DOCUMENT EXTRACT.
....
Logan also displays a diverse range of narrative techniques throughout so that some stories are told in short bursts of revolving first person narration while others like ‘Tiger Palace’ has a commanding narrator who leads you manipulatively through the tale and makes you question the meaning of “stories” themselves. Some tales are whimsical and retain elusive meanings. Others are slotted more firmly in particular kinds of genre, but draw into them innovative subject matter. In the haunting, melancholy story ‘Feeding’ a man prepares a nursery while his female partner becomes increasingly obsessed with tending to her garden at night. The creepy tone and continuous image of a trowel hitting dirt makes this story as eerily tense as any psychologically-rich horror story. In a completely different style the story ‘The Man From the Circus’ uses a girl’s newfound profession as a trapeze artist as a significant metaphor for taking a necessary chance in life by plunging dangerously into the unknown world.
As you can tell from my enthusiastic attempt to untangle the meaning of these stories, despite their relative brevity they contain a wealth of ideas. Kirsty Logan is very clever in the way she uses a range of writer’s tools to create the most effect style of storytelling to fit the diverse subject matters she covers. Having been a teenage lover of absurdist drama, I'm thrilled by the way she warps reality in her prose to stimulate the imagination. She crafts disarming images that are imbued with unusual meaning. “The Rental Heart and Other Stories” is a fantastically refreshing read and leaves you thinking about things in a new way. These stories have picked up awards and been included on prize lists both individually and as a collection itself which is a testament to their good quality.
....
EXERCISE DESCRIPTION. Say whether each statement agrees with the book review, answering yes or no and quoting the words that decide it. 1. In 'Feeding', the woman tends her garden at night. 2. 'Tiger Palace' is told in short bursts of revolving first person narration. 3. In 'The Man From the Circus', the girl takes up work as a trapeze artist. The listing has nothing to do with the book review.
....
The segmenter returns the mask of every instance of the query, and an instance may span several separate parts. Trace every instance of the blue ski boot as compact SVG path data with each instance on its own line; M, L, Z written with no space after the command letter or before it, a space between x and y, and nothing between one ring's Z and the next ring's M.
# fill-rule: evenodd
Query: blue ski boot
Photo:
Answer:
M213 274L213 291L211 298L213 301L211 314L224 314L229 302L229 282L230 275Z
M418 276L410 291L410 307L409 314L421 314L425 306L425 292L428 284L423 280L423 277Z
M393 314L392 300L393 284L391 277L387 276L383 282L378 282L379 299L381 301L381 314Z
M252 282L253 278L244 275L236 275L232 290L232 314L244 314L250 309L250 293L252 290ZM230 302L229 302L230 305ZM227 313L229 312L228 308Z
....
SOLUTION FOR THIS EXERCISE.
1. Yes: "his female partner becomes increasingly obsessed with tending to her garden at night"
2. No: "others like ‘Tiger Palace’ has a commanding narrator who leads you manipulatively through the tale"
3. Yes: "a girl’s newfound profession as a trapeze artist"